• _Prompt_
Reproduce word for word the lines between those holding "Target: white garage door" and "Label a point on each instance of the brick exterior", inclusive, and nothing else from the data below.

• _Dataset records_
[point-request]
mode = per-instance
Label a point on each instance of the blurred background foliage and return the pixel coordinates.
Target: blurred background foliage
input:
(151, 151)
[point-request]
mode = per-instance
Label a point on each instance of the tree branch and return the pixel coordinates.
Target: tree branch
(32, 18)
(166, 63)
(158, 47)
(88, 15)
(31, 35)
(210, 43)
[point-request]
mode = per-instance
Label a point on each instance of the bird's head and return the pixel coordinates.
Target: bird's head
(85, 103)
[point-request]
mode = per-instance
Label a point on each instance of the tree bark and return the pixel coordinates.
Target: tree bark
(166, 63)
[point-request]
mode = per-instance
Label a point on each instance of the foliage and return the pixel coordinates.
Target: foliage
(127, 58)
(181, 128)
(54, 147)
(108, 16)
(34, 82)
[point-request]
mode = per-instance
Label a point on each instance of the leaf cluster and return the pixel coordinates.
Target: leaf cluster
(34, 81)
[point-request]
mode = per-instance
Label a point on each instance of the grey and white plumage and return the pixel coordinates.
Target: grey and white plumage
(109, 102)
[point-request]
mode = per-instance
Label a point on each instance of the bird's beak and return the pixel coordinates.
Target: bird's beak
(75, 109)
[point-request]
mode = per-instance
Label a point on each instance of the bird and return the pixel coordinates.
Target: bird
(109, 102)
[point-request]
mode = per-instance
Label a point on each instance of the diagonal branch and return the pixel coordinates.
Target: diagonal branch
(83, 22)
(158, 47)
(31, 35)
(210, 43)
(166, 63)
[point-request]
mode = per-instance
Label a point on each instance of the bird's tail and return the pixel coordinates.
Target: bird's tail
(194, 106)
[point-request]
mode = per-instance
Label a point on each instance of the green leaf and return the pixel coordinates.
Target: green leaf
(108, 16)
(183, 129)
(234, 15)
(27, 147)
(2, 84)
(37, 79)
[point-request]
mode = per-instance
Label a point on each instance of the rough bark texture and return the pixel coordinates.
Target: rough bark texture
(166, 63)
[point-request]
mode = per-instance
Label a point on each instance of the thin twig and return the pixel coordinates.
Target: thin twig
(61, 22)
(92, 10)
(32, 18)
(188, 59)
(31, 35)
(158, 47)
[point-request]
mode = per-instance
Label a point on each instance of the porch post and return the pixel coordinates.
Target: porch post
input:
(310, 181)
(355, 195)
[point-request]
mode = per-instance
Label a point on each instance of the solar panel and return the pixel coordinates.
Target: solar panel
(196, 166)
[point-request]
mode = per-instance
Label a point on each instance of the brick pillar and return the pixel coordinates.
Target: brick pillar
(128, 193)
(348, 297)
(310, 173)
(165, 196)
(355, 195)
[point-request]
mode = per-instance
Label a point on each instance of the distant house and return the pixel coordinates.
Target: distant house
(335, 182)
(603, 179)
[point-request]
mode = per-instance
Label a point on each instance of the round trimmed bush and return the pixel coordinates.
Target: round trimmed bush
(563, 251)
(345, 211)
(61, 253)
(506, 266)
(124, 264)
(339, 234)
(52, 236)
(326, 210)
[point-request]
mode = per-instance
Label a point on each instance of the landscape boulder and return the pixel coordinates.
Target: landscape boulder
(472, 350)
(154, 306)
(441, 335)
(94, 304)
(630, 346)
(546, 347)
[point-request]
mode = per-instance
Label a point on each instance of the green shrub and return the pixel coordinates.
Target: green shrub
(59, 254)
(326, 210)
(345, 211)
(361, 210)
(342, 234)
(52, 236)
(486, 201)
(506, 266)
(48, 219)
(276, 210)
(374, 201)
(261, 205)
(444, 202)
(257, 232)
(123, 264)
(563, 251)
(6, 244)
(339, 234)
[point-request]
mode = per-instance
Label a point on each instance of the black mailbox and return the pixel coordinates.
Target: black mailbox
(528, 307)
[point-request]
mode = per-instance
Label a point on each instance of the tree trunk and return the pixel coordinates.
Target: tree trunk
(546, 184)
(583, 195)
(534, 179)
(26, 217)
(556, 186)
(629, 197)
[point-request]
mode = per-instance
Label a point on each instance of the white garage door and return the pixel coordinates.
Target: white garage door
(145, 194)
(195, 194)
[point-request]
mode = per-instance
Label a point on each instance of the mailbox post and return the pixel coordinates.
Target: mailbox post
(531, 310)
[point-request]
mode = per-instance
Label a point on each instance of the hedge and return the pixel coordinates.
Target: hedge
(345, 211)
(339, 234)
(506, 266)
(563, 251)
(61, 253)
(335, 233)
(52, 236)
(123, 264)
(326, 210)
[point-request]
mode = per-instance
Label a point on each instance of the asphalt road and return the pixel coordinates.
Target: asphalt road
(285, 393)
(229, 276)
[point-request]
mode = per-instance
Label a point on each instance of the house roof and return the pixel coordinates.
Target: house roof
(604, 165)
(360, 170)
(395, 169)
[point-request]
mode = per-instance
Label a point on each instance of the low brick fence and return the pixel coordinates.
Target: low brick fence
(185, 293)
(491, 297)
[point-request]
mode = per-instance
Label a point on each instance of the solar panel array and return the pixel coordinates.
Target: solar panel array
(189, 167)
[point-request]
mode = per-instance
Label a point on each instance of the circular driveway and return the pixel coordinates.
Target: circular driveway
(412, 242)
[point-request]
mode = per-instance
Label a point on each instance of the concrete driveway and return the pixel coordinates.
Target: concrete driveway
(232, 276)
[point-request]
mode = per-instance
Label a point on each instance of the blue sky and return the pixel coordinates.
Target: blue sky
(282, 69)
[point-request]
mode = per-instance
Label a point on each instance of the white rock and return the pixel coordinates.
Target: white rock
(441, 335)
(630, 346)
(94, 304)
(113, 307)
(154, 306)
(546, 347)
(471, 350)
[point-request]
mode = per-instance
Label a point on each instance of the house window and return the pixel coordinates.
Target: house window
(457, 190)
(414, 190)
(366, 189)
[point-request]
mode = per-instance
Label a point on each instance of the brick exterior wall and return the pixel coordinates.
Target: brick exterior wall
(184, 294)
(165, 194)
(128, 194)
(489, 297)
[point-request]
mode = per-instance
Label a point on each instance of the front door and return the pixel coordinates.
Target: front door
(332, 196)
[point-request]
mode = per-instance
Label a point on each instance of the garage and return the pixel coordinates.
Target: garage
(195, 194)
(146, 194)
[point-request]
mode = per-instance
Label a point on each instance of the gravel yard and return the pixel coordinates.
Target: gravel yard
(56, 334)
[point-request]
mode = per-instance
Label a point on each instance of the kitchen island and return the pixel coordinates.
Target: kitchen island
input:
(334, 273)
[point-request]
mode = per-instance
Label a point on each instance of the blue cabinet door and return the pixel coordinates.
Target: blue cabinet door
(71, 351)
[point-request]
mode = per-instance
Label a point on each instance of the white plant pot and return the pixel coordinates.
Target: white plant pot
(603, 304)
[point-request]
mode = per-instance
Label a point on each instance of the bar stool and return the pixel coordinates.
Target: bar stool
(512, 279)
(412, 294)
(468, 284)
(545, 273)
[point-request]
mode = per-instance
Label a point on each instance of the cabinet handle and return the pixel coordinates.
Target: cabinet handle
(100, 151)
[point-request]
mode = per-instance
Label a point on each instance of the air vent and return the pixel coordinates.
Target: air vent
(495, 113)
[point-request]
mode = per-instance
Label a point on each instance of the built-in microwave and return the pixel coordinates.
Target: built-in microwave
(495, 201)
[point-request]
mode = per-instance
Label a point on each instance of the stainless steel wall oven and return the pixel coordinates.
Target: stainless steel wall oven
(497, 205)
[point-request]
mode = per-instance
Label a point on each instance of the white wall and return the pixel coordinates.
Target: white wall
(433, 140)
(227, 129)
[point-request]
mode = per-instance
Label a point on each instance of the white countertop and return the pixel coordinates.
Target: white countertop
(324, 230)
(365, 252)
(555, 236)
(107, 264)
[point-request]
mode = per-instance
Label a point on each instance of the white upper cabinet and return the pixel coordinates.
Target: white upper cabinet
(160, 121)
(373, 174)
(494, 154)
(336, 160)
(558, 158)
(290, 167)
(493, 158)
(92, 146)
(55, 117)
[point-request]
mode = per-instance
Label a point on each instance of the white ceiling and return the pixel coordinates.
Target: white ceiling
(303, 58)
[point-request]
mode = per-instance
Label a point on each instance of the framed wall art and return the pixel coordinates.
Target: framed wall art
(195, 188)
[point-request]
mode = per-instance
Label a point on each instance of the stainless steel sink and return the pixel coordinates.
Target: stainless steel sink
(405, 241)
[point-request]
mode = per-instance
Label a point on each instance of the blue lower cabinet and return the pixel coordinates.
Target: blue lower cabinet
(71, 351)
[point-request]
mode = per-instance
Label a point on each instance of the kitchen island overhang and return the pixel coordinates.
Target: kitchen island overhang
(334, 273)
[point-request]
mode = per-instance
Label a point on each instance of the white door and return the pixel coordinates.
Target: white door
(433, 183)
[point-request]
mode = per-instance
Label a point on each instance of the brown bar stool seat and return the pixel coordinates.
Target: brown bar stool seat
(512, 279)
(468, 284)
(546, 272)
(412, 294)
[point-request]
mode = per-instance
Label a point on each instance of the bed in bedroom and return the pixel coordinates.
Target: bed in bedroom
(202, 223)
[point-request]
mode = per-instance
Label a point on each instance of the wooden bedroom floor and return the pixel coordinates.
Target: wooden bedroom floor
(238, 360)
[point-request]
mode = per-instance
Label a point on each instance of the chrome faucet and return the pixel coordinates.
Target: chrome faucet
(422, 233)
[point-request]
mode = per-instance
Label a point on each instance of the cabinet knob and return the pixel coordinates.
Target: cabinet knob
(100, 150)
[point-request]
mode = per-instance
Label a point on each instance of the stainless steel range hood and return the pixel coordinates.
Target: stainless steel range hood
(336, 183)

• _Solution_
Target: white garage door
(145, 194)
(195, 194)
[point-request]
mode = per-instance
Label a point on each instance of the mailbox post and return the pixel coordinates.
Target: mailbox post
(531, 310)
[point-request]
mode = per-instance
Label a point on each instance of the hedge and return the pixel coordinates.
Target: hedge
(345, 211)
(339, 234)
(506, 266)
(563, 251)
(61, 253)
(335, 233)
(52, 236)
(123, 264)
(326, 210)
[point-request]
mode = per-instance
Label a point on each instance of the asphalt road and return the pixel coordinates.
Target: asphalt road
(285, 393)
(229, 276)
[point-request]
mode = per-instance
Label a point on each instance of the house roof and return the pixel coordinates.
Target: house roof
(604, 165)
(360, 170)
(395, 169)
[point-request]
mode = per-instance
Label a point on each instance of the low brick fence and return the pixel coordinates.
Target: low brick fence
(185, 293)
(491, 297)
[point-request]
mode = per-instance
Label a point on each instance of the solar panel array and return the pixel coordinates.
Target: solar panel array
(189, 167)
[point-request]
mode = per-instance
Label a point on each instance of the circular driveway and return the pixel coordinates.
Target: circular driveway
(412, 242)
[point-request]
mode = per-instance
Label a point on each instance of the concrete driveway and return the pixel coordinates.
Target: concrete driveway
(232, 276)
[point-request]
mode = per-instance
Label a point on each instance of the blue sky and return the pixel coordinates.
Target: blue sky
(282, 69)
[point-request]
mode = per-instance
Label a point on each instance of the white rock and return the pixel coordinates.
Target: white rock
(441, 335)
(630, 346)
(94, 304)
(113, 307)
(154, 306)
(546, 347)
(471, 350)
[point-request]
mode = per-instance
Label a point on each instance of the house window and return the pixel coordinates.
Target: house window
(457, 190)
(414, 190)
(366, 189)
[point-request]
mode = per-instance
Label a point on each instance of the brick exterior wall and return the pixel coordinates.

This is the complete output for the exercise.